• [TASK ITEM]
In the entries below, the line with "Where can you spot the rear door" marks the start. Return it and every following line exactly, ending with the last.

• [SOURCE RECORDS]
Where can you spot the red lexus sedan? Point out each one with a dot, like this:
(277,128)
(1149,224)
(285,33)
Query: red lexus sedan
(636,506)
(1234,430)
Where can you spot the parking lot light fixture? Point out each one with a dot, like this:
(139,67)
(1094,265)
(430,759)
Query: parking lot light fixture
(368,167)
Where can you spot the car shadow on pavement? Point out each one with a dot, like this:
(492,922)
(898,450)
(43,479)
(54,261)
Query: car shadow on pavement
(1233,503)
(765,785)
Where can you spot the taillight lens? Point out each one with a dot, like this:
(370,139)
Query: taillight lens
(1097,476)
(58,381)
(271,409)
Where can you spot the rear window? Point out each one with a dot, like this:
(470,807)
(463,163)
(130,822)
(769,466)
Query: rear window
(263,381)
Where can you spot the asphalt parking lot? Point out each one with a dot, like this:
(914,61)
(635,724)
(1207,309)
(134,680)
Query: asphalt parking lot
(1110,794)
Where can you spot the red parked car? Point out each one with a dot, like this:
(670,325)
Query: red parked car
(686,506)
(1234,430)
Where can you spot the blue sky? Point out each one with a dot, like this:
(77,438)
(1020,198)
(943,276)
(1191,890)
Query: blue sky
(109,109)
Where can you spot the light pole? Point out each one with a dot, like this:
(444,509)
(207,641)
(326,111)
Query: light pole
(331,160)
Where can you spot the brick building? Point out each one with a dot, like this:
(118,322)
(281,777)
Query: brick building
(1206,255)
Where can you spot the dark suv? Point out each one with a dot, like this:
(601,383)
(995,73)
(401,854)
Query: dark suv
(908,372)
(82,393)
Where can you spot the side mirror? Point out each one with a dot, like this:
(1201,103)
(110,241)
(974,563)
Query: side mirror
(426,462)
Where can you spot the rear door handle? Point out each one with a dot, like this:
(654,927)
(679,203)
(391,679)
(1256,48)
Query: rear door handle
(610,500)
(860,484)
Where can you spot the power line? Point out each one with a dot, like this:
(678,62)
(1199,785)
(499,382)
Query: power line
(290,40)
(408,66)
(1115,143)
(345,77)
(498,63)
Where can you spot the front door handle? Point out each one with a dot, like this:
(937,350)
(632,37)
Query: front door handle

• [WRITTEN RESPONSE]
Where can you spot the rear door handle? Point out each one with a dot, like this:
(654,927)
(679,203)
(391,679)
(1256,48)
Query: rear door handle
(610,500)
(860,484)
Where can you spot the power line? Point out each one with a dot, like this:
(678,62)
(1199,785)
(499,382)
Query: power line
(290,40)
(408,66)
(1115,143)
(345,77)
(498,63)
Where can you spot the front door handle? Point out each one with a dot, like this:
(937,350)
(632,37)
Query: front door handle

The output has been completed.